» DOCUMENT EXTRACT:
━━━━━━━━━━━━━━━━━━━━

Notice of Pre-AIA or AIA Status
The present application, filed on or after March 16, 2013, is being examined under the first inventor to file provisions of the AIA .
DETAILED ACTION
Claims 1 – 3 and 8 – 12 have been examined. Claims 4 – 7 and 13 – 18 have been withdrawn by Applicant via election/restriction.
Election/Restrictions
Claims 4 – 6 and 13 – 18 are withdrawn from further consideration pursuant to 37 CFR 1.142(b) as being drawn to a nonelected species, there being no allowable generic or linking claim. Election was made without traverse in the reply filed on 23 February 2026. Additionally, claim 7 is considered withdrawn since elected Species I, as shown in figure 1, does not show a vertical member comprising one or more bends.
Claim Rejections - 35 USC § 102
In the event the determination of the status of the application as subject to AIA 35 U.S.C. 102 and 103 (or as subject to pre-AIA 35 U.S.C. 102 and 103) is incorrect, any correction of the statutory basis (i.e., changing from AIA to pre-AIA ) for the rejection will not be considered a new ground of rejection if the prior art relied upon, and the rationale supporting the rejection, would be the same under either status.
The following is a quotation of the appropriate paragraphs of 35 U.S.C. 102 that form the basis for the rejections under this section made in this Office action:
A person shall be entitled to a patent unless –
(a)(1) the claimed invention was patented, described in a printed publication, or in public use, on sale, or otherwise available to the public before the effective filing date of the claimed invention.

━━━━━━━━━━━━━━━━━━━━

» Point labeling examples:
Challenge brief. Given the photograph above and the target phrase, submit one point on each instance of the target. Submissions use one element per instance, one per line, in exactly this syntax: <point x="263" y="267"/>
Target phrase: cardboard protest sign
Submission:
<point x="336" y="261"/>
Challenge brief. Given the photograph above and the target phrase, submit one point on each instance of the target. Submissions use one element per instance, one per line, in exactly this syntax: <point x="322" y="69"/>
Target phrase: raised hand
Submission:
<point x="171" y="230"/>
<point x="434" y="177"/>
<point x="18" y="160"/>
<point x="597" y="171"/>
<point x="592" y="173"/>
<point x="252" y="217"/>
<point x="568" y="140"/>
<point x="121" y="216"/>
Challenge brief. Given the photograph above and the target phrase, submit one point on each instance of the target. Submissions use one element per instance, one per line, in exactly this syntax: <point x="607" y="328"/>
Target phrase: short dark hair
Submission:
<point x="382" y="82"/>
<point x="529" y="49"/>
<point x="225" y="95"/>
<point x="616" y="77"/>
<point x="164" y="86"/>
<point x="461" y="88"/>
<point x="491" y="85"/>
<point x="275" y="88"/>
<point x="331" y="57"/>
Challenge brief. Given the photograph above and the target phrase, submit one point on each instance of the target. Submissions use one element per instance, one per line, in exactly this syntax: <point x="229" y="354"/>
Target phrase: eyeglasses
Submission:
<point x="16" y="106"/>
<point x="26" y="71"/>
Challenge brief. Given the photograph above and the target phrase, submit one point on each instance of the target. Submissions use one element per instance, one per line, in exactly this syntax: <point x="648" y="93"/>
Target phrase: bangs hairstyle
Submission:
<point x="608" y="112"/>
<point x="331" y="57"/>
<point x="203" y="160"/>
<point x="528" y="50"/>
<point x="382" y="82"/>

━━━━━━━━━━━━━━━━━━━━

» AIM:
According to the office action, on what date was the reply making the election filed?

» TASK OUTPUT:
23 February 2026